-- start of PAGE --

The bounce > 2u guard ensures the first few bounces always run — you don’t want to randomly kill a primary ray. My first cut of this was missing this and I got a very “partial” screen - lots of space. But after that, dim paths are likely to be terminated and bright paths continue until they find light or fade to nothing.


Why Is Everything So Noisy?

At low sample counts, each pixel’s estimate is based on a handful of random paths. Some paths happen to hit a light source — they return bright values. Other paths bounce into shadows — they return dark values. The average of these few samples is far from the true answer, and neighbouring pixels get different random paths, so they disagree. That disagreement is noise.

The dungeon at 1 sample per pixel. Every pixel fired a single random path. The image is technically correct — each pixel is an unbiased estimate of the true colour — but the variance is enormous.

The noise follows a $1/\sqrt{N}$ convergence rate. Doubling your samples halves the standard deviation. To reduce noise by a factor of 10, you need 100× more samples. This is why brute-force path tracing is so expensive: visually clean images require hundreds or thousands of samples per pixel.

-- end of PAGE --
-- start of PROVIDED RECORDS --

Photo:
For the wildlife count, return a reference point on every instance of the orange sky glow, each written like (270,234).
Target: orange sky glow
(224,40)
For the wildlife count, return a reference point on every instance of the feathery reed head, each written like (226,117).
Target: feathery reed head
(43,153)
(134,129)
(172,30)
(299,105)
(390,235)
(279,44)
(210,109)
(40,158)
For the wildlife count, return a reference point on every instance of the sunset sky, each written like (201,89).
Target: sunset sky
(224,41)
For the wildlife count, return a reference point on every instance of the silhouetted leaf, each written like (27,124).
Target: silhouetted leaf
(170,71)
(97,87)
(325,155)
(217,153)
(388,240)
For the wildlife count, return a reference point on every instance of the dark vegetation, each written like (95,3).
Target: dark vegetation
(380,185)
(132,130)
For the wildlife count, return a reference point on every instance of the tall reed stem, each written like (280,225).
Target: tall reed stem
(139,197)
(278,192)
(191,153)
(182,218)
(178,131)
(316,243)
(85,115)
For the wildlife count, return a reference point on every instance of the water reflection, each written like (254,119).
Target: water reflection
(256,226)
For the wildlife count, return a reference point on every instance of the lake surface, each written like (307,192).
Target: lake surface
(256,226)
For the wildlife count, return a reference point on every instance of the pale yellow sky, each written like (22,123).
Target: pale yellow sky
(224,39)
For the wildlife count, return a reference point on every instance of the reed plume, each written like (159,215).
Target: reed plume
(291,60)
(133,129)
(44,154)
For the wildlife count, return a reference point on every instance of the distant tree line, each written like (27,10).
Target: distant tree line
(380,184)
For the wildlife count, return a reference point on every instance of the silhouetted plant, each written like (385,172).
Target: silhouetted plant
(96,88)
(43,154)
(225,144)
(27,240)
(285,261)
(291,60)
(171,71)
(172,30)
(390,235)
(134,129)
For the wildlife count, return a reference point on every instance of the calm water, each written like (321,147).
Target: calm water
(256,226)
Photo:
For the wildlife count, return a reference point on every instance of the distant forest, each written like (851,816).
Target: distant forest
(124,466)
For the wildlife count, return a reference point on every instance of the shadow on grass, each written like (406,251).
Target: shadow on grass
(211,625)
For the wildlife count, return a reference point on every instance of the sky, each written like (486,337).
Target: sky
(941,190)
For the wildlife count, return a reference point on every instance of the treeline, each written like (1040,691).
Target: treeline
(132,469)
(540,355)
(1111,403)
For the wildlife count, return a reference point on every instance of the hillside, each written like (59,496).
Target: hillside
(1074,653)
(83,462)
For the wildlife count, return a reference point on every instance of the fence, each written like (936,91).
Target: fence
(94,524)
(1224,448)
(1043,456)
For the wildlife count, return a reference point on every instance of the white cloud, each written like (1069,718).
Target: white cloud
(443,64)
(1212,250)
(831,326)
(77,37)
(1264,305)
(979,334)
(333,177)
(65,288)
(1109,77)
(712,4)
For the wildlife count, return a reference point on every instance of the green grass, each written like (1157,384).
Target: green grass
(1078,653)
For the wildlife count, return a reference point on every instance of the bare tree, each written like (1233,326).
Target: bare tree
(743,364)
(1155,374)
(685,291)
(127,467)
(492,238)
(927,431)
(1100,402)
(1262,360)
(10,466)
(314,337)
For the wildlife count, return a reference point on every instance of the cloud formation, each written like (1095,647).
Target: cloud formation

-- end of PROVIDED RECORDS --

Continue the passage on path tracing noise, starting right after its final sentence.

### TASK RESULT
At 1280×800 with 4 bounces, the numbers are unforgiving. Each sample per pixel traces a path of up to 4 rays through the BVH, and there are 1,024,000 pixels:

Samples/pixel Rays per frame Time at 330M rays/sec Framerate Noise relative to 1 spp
1 ~4M 12ms ~80fps 1.0×
16 ~65M 200ms ~5fps 0.25× (4× cleaner)
512 ~2.1B 6.4s ~0.15fps 0.044× (23× cleaner)

At 1 sample per pixel you get 80fps and an image that’s pure noise. At 16 samples you can start to make out the scene, but you’re at 5fps — not interactive, and still visibly grainy. To get a genuinely clean image you need hundreds or thousands of samples, which means seconds per frame. The path tracer at 512 spp takes over six seconds to render a single frame, and even that isn’t fully converged in the darkest corners.

With enough samples — either from a single high-spp frame or accumulated over time via temporal blending — the image converges to something beautiful:

The path between 1 noisy sample and a converged image is where all the engineering lives. We don’t have the computational power to do lots of samples even on a modern GPU.


The Ghost in the Machine

There’s a particular artefact worth understanding because it reveals how temporal accumulation works — and fails.

Dynamic objects in the scene (like the phantom enemy) appear semi-transparent when temporal blending is active. This isn’t a rendering bug in the traditional sense, the temporal accumulator is doing exactly what it’s designed to do, with unintended consequences.

When the camera is static, each frame’s output is blended with the accumulated history using a $1/N$ weighting:

$$\text{result} = \frac{1}{N+1} \cdot \text{current} + \frac{N}{N+1} \cdot \text{history}$$

After 20 frames, the current frame contributes only 5% to the result. If the phantom moves into a pixel’s location at frame 21 then that pixel’s value is 95% wall colour (from the previous 20 frames of history) and 5% phantom colour. The phantom is literally transparent — you’re seeing it blended with what used to be behind it.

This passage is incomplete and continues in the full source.